Some records:
_ _ _ _ _ _ _

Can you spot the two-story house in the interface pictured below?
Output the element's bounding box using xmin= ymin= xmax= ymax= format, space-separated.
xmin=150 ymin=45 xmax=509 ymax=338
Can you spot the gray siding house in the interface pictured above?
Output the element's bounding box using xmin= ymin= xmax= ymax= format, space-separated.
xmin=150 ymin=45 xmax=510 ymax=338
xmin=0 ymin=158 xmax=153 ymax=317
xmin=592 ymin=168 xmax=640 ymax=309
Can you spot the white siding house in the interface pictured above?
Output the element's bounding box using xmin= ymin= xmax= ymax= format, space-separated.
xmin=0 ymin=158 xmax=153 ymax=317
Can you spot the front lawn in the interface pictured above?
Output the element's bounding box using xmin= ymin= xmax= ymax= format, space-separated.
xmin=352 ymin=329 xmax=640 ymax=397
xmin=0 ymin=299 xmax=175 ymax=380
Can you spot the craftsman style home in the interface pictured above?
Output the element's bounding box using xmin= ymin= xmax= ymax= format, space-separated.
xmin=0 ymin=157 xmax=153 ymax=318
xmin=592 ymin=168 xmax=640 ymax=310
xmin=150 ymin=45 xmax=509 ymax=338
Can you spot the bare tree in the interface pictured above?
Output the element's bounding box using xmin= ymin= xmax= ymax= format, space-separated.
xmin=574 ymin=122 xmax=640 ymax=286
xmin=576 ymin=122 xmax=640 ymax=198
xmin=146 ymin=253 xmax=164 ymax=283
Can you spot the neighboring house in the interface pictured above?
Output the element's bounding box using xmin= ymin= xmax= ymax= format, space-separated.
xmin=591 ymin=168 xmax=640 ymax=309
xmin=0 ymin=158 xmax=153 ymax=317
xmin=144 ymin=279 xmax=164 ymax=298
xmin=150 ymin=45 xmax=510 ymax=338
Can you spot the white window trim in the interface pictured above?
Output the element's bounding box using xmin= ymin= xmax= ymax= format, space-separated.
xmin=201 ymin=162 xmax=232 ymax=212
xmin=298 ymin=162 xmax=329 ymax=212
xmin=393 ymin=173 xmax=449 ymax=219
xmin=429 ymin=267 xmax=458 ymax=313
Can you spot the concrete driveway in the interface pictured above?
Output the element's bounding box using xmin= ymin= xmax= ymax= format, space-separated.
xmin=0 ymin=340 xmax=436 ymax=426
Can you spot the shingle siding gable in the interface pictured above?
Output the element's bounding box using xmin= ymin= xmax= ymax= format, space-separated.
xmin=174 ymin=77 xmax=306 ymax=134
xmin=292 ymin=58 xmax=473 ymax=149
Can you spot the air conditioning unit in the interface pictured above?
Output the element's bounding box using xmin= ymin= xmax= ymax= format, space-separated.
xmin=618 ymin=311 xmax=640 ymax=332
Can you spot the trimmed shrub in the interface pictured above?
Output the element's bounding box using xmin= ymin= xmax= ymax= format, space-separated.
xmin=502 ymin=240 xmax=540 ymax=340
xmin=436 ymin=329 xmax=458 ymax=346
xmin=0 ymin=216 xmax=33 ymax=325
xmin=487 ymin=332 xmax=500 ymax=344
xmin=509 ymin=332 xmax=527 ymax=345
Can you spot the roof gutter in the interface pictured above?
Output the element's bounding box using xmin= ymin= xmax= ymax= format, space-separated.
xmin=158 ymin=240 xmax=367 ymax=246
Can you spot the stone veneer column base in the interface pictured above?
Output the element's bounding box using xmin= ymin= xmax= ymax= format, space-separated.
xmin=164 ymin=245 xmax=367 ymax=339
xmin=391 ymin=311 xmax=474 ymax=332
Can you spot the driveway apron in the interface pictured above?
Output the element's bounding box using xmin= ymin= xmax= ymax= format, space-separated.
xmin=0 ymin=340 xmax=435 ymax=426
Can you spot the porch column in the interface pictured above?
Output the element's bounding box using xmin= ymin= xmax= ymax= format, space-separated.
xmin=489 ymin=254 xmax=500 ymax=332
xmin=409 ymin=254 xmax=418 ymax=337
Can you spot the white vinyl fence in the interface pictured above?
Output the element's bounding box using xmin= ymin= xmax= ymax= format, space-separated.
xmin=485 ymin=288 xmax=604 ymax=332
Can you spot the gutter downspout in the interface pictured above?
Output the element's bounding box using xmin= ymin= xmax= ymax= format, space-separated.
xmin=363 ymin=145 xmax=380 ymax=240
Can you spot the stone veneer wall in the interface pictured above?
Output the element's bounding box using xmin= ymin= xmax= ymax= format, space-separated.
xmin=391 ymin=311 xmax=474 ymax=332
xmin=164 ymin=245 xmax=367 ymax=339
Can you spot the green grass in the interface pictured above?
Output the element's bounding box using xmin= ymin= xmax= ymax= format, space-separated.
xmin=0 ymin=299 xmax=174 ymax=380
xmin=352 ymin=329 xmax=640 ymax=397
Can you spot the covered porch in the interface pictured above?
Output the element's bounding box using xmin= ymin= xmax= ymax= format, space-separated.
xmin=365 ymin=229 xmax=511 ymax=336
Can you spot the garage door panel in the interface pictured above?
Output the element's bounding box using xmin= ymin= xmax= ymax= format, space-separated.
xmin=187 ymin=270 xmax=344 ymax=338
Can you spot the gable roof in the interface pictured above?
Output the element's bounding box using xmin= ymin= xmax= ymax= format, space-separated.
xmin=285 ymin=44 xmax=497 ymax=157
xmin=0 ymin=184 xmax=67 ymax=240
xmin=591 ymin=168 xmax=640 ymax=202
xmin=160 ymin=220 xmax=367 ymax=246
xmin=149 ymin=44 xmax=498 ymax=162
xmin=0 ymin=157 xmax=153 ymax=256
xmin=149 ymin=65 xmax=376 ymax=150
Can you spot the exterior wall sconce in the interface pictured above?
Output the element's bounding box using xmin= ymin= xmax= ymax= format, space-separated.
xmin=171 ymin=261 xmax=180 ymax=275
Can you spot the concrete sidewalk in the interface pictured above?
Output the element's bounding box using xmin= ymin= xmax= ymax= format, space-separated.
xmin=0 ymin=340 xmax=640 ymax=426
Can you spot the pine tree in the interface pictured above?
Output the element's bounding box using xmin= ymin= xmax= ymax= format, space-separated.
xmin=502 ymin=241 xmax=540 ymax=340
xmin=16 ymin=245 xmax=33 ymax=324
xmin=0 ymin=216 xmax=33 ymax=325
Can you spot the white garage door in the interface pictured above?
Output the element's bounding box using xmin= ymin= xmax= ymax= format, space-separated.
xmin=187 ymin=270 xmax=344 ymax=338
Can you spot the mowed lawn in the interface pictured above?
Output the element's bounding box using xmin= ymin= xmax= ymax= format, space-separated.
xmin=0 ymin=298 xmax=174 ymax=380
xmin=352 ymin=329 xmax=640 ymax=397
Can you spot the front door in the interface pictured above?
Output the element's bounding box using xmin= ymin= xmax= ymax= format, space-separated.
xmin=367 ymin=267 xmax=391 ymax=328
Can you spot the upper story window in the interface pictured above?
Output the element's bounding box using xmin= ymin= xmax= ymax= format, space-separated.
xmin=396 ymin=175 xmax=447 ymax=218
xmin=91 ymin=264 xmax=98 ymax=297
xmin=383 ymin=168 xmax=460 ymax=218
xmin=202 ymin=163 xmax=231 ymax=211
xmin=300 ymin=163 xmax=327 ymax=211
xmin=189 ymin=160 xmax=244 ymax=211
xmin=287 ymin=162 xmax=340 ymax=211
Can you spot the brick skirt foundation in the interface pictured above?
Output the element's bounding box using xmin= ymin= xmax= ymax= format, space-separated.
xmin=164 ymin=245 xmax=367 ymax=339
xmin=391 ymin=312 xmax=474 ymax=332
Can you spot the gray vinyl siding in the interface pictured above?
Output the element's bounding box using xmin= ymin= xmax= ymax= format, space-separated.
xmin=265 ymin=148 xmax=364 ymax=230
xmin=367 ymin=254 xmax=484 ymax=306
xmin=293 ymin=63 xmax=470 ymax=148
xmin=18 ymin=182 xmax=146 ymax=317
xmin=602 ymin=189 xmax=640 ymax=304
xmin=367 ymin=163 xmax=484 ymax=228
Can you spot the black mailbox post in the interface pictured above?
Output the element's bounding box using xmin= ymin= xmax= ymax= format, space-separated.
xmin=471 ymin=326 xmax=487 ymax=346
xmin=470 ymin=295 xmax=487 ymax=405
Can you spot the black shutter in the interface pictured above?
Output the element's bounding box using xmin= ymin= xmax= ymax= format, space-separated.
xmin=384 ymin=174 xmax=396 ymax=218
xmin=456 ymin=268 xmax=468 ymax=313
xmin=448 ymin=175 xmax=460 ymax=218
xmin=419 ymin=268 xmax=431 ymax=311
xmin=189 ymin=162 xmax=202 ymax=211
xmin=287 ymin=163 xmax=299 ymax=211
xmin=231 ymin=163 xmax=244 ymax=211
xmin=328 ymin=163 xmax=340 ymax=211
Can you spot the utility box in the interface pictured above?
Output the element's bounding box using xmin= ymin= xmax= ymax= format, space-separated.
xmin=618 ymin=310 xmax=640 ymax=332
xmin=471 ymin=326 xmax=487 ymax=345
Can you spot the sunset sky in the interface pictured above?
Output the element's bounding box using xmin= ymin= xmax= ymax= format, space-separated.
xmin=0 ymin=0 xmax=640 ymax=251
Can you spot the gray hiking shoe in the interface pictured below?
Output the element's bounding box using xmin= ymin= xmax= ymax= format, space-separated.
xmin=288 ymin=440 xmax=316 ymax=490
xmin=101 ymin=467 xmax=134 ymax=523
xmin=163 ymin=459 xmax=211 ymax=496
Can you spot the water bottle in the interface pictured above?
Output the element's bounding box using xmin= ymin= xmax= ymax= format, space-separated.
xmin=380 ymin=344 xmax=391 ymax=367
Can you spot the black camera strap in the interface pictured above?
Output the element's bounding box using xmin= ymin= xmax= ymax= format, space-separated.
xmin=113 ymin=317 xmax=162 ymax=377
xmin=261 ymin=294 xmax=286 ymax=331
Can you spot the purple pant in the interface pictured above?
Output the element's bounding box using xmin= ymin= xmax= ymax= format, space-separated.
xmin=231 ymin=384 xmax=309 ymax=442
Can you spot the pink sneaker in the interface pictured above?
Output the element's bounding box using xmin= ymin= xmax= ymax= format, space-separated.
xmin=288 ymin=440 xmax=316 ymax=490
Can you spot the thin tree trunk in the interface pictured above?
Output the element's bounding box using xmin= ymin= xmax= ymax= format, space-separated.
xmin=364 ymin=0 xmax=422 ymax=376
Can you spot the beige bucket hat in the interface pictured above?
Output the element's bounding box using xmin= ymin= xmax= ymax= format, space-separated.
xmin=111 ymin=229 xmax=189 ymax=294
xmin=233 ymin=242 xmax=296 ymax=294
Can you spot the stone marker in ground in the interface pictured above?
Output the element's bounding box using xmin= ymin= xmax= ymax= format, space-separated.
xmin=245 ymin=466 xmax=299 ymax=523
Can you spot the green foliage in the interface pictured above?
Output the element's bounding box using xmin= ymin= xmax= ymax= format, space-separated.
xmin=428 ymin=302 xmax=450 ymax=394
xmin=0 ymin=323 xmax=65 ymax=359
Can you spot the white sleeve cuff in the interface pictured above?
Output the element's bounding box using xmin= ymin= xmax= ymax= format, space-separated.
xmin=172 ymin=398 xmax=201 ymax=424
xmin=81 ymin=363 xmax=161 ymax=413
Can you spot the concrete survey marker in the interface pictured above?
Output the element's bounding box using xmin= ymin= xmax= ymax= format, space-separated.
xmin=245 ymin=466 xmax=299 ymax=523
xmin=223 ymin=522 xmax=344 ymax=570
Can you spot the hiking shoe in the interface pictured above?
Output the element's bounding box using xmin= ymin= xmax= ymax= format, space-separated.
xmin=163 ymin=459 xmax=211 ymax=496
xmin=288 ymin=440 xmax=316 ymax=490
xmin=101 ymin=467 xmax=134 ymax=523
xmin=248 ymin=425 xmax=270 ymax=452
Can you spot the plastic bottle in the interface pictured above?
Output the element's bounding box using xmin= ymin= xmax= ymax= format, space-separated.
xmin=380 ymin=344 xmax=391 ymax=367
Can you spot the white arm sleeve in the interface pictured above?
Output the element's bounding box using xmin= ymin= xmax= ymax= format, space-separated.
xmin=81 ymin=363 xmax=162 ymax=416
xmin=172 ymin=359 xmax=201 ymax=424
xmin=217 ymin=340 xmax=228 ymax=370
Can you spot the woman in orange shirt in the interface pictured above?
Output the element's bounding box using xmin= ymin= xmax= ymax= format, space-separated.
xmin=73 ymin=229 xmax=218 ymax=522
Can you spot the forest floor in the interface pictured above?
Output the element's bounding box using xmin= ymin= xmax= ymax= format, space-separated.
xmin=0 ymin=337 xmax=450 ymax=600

_ _ _ _ _ _ _

(Goal of the exercise) Only the lines from the one that contains "Can you spot the hiking" to the end of the entries above should be given again, exactly and in full.

(Complete response)
Can you spot the hiking shoe in the interface pictured above?
Output the element's bounding box using xmin= ymin= xmax= ymax= format, space-separated.
xmin=163 ymin=459 xmax=211 ymax=496
xmin=288 ymin=440 xmax=316 ymax=490
xmin=101 ymin=467 xmax=134 ymax=523
xmin=248 ymin=425 xmax=270 ymax=452
Can you spot the plastic bottle in the interface pictured above?
Output the element's bounding box using xmin= ymin= xmax= ymax= format, space-separated.
xmin=380 ymin=344 xmax=391 ymax=367
Can you spot the white arm sleeve in the interface pictured above?
Output the element's bounding box using xmin= ymin= xmax= ymax= format, space-separated.
xmin=81 ymin=363 xmax=162 ymax=416
xmin=172 ymin=359 xmax=201 ymax=424
xmin=217 ymin=340 xmax=228 ymax=370
Can you spot the woman in orange shirt in the interface pictured above?
Output the element's bounding box using xmin= ymin= xmax= ymax= format, space-separated.
xmin=73 ymin=229 xmax=218 ymax=522
Can you spot the forest floor in the interface pictured above?
Output the element's bounding box using xmin= ymin= xmax= ymax= format, space-separated.
xmin=0 ymin=337 xmax=450 ymax=600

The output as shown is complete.